[Object pointing dataset rows]

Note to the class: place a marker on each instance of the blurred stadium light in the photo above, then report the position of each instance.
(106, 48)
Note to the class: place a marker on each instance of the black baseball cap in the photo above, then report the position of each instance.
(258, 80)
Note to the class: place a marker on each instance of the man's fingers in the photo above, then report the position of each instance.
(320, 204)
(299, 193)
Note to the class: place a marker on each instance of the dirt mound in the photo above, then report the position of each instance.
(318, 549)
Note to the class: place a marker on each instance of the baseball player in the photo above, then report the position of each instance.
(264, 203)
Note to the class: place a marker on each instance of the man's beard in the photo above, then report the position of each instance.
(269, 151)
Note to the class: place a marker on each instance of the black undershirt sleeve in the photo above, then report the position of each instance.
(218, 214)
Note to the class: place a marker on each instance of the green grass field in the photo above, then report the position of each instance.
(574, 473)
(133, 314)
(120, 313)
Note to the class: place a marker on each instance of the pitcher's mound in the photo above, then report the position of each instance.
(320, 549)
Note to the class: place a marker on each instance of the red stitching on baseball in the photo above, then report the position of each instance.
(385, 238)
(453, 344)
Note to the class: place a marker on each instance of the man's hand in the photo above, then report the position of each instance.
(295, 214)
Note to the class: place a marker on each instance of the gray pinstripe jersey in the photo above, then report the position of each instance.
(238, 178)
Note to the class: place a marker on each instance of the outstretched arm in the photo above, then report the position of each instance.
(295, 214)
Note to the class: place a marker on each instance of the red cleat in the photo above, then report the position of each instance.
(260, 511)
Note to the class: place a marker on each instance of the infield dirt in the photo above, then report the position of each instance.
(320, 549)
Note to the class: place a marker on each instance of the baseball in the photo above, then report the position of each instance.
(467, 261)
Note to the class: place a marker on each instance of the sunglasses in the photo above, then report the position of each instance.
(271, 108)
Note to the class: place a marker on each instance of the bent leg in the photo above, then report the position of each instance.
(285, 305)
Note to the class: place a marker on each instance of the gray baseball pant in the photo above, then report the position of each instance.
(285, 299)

Task prompt: Output the lines from the line containing "of the infield" to the end, both included; add nothing.

Answer:
Note to the class: place a marker on each instance of the infield dirt in the photo above, then report the position of each instance.
(320, 549)
Note to the class: place a marker on each instance of the baseball in the photo above, then report the position of each instance.
(467, 261)
Note to the class: place a marker on each instance of the sunglasses in the photo above, then report the position of each instance.
(271, 108)
Note to the class: place a marker on each instance of the bent leg in the photo above, then report the position of each instance.
(285, 305)
Note to the class: place a marker on each instance of the gray baseball pant in the photo above, then report the position of each instance.
(285, 299)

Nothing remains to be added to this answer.